## DIRECTION
Place each line of the records below, from the line with "Question. Provide a point on each instance of the blurred pink" through the line with "x=836, y=349", into a JSON list of strings, one string per line, with blank lines left out. Include both of those end lines and no lines outside that span.

## EXTRACTED DATA
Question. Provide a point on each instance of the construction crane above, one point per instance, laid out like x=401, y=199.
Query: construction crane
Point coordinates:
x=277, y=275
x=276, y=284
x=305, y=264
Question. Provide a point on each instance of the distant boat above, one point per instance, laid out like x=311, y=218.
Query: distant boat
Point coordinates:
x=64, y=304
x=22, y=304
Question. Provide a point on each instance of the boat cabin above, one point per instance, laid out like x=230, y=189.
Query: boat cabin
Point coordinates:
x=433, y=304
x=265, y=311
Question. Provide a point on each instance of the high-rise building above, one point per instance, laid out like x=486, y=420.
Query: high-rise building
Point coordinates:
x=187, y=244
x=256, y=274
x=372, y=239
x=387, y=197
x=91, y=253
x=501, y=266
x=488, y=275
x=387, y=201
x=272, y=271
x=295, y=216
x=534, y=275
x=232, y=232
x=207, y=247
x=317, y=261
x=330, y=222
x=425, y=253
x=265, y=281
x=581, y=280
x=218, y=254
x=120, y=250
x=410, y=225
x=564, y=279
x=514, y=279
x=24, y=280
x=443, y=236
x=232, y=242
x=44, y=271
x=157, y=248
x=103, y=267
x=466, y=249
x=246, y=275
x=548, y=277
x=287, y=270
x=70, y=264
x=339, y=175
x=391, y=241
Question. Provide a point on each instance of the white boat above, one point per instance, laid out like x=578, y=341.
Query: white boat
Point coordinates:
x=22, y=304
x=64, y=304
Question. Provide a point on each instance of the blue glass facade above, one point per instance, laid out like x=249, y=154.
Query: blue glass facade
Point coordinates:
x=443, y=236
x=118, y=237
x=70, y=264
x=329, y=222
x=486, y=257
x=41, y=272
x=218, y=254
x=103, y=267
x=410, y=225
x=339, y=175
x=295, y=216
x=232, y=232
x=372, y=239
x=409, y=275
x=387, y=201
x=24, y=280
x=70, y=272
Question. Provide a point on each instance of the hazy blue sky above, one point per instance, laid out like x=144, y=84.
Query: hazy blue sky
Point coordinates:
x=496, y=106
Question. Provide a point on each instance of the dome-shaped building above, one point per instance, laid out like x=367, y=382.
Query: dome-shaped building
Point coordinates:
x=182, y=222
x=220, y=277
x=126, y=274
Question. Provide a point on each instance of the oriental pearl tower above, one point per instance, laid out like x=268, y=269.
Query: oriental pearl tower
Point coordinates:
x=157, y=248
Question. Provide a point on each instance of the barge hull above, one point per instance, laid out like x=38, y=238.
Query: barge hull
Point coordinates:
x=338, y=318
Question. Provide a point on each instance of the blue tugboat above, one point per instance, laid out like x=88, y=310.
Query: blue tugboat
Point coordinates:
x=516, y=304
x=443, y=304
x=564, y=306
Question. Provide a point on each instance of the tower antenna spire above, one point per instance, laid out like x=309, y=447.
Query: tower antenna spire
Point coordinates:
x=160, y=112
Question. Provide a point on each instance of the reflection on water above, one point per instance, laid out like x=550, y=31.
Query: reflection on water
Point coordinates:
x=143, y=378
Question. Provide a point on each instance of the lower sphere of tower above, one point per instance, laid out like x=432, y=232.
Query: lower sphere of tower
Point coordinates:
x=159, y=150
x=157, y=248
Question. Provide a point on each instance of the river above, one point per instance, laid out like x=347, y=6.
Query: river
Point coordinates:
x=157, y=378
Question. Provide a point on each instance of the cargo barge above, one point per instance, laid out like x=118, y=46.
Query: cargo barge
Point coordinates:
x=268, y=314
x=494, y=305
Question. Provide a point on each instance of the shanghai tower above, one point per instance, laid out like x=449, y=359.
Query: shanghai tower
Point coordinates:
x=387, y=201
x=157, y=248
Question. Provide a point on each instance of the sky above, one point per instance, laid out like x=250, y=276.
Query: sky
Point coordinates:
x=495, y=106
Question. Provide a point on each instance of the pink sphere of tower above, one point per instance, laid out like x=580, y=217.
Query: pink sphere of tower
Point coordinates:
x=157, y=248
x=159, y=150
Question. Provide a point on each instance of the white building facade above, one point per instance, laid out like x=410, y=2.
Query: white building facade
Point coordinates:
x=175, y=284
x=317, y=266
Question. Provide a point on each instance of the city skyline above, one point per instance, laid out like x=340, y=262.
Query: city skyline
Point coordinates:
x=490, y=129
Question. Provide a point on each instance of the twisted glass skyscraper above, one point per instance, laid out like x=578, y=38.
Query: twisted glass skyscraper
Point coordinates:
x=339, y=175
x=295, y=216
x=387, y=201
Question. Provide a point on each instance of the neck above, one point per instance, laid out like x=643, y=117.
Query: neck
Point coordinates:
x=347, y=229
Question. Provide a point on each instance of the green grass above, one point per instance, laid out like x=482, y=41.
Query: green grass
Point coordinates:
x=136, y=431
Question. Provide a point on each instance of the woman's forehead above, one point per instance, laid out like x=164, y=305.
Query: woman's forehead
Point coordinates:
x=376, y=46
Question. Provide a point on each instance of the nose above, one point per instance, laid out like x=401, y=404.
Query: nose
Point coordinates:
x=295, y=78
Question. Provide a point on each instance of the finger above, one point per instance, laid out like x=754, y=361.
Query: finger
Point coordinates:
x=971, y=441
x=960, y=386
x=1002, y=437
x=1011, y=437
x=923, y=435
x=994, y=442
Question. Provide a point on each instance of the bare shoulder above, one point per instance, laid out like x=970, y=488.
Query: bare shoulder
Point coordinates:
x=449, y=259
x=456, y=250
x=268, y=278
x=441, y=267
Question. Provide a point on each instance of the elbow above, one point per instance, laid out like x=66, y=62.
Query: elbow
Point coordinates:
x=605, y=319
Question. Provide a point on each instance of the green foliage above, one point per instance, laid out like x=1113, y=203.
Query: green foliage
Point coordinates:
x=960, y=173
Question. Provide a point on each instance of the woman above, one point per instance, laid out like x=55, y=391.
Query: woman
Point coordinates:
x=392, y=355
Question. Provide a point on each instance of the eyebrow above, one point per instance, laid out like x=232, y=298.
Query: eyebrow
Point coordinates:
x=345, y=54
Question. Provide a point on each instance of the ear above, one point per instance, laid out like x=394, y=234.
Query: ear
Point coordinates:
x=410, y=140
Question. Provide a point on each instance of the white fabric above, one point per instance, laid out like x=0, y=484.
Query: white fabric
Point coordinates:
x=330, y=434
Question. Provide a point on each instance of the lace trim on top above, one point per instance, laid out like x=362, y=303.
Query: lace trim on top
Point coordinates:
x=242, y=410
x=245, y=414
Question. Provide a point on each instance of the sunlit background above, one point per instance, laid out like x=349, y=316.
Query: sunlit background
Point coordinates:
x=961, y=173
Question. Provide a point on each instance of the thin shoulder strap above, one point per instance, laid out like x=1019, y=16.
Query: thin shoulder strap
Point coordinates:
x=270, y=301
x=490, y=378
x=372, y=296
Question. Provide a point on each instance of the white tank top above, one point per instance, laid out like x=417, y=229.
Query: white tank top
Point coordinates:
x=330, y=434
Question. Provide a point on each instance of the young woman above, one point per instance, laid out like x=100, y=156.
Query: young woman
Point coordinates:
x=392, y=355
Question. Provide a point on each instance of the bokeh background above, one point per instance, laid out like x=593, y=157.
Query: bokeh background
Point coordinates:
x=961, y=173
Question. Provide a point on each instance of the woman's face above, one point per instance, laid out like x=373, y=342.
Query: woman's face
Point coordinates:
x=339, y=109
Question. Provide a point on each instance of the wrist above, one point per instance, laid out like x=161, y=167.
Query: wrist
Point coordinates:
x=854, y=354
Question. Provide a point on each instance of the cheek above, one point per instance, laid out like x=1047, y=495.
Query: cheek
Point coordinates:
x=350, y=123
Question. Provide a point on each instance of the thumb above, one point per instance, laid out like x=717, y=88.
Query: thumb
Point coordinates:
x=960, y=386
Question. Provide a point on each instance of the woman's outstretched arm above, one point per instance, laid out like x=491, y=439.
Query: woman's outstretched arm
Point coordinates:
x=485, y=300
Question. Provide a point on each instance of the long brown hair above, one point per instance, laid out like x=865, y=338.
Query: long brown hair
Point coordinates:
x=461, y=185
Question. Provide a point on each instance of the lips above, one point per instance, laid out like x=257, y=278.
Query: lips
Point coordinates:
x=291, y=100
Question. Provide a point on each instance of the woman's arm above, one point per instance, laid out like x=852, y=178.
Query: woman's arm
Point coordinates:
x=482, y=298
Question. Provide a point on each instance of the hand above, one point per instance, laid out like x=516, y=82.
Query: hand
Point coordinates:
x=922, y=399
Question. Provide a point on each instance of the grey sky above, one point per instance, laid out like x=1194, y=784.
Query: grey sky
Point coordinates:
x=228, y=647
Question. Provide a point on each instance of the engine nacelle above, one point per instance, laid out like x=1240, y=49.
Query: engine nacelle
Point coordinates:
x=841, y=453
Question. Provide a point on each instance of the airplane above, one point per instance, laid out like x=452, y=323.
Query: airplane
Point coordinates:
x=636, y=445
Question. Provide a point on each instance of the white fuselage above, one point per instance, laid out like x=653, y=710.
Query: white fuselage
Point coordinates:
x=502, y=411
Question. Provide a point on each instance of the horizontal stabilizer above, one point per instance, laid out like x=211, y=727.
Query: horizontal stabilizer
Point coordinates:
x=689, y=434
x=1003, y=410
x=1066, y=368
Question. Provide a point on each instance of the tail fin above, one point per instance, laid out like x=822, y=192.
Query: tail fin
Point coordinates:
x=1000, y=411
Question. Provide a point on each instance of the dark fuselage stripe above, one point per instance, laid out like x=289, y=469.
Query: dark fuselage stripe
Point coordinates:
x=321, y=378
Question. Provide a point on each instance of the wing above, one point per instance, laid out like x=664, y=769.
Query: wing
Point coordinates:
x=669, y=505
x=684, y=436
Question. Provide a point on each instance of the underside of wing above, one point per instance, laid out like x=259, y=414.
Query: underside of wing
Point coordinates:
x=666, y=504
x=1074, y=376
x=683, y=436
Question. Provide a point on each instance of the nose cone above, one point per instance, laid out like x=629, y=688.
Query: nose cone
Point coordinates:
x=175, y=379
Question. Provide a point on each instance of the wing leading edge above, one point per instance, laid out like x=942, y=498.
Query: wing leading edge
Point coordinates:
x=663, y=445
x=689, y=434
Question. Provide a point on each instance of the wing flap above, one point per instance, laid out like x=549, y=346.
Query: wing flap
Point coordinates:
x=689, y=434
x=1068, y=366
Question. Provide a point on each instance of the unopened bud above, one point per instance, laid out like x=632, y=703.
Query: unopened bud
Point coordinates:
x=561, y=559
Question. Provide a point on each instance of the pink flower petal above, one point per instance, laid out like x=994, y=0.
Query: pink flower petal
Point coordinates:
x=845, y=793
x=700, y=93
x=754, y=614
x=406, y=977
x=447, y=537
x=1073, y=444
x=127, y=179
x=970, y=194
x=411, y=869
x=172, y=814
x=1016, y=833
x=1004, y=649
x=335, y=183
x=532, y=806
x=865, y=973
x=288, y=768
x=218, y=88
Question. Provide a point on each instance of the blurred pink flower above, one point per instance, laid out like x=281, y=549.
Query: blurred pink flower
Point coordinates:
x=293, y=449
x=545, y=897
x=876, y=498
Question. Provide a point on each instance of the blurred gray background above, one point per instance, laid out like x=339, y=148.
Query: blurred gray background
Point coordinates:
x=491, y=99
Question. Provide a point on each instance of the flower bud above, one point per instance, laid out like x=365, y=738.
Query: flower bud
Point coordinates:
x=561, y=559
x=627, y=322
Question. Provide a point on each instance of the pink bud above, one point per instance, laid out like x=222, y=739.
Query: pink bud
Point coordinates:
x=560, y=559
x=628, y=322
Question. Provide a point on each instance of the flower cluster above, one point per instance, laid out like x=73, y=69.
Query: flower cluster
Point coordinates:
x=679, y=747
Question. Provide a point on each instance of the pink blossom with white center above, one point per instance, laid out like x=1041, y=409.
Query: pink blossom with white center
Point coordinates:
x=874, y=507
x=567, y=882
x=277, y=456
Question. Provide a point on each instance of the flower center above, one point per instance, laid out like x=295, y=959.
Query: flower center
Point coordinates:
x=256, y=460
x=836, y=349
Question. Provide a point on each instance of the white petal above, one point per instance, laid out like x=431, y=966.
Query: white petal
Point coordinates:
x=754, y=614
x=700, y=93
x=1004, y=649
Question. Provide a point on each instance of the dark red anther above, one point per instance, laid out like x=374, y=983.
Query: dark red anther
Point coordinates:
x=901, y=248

## PROBLEM SOLUTION
[
  "Question. Provide a point on each instance of the blurred pink flower above, one point per instance, laid out like x=281, y=549.",
  "Query: blurred pink flower",
  "Point coordinates:",
  "x=293, y=449",
  "x=545, y=897",
  "x=876, y=498",
  "Question. Provide a point on each instance of the blurred gray background above, one point per instance, laid out like x=339, y=148.",
  "Query: blurred gray background",
  "Point coordinates:",
  "x=491, y=99",
  "Question. Provide a point on each instance of the flower bud above, one point per instance, laid out like x=365, y=738.",
  "Query: flower bud",
  "Point coordinates:",
  "x=561, y=559",
  "x=627, y=322",
  "Question. Provide a point on each instance of the pink bud above, one point per instance, laid out like x=222, y=739.",
  "Query: pink bud",
  "Point coordinates:",
  "x=560, y=559",
  "x=628, y=322",
  "Question. Provide a point on each instance of the flower cluster above, one point per instance, laid out like x=73, y=69.",
  "Query: flower cluster",
  "Point coordinates:",
  "x=679, y=747",
  "Question. Provide a point on each instance of the pink blossom with white center above, one point per instance, laid out like x=1041, y=409.",
  "Query: pink blossom with white center",
  "Point coordinates:",
  "x=874, y=507",
  "x=567, y=882",
  "x=277, y=456",
  "Question. Provide a point on each instance of the flower center above, one point per instance, laid out like x=295, y=959.",
  "Query: flower center",
  "Point coordinates:",
  "x=256, y=460",
  "x=836, y=349"
]